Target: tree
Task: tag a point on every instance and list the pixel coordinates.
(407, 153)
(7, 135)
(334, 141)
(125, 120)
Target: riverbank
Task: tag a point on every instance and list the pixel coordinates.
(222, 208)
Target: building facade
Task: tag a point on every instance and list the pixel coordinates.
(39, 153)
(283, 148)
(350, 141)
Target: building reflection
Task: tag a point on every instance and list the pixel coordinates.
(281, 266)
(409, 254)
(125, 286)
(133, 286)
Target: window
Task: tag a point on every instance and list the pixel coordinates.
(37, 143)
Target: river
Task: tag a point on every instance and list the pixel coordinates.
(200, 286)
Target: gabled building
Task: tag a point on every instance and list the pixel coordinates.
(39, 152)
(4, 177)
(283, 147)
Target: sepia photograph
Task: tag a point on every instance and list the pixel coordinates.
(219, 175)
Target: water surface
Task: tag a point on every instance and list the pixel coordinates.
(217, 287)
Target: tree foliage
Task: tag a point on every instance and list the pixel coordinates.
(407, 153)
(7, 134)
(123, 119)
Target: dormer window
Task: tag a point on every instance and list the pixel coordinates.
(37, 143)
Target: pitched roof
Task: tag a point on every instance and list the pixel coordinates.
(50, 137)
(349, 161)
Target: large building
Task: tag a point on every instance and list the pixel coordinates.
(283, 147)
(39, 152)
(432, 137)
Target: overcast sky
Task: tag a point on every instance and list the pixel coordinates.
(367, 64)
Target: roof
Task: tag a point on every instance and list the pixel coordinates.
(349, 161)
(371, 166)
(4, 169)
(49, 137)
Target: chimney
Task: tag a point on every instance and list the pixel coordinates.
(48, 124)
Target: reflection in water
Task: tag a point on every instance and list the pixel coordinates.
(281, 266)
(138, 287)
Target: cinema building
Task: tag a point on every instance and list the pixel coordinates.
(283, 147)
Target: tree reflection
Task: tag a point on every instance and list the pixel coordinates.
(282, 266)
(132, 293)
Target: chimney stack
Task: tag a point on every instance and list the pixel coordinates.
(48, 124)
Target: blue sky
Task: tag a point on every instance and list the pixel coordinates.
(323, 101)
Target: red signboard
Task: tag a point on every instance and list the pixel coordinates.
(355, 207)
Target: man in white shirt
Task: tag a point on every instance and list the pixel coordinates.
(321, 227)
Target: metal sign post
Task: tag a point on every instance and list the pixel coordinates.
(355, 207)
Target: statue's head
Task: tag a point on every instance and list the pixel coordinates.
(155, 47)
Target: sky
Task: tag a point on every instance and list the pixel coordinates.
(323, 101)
********
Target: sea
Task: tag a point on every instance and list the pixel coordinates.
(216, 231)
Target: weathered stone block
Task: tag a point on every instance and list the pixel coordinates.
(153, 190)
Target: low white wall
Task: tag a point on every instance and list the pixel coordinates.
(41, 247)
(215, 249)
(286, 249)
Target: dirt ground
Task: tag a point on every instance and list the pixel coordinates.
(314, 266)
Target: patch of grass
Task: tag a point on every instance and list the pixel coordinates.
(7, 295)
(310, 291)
********
> Work to be completed: Which lines of the data above contain the word "tree"? Show each of them in full.

> Answer to this problem:
Target: tree
Target: tree foliage
Target: tree reflection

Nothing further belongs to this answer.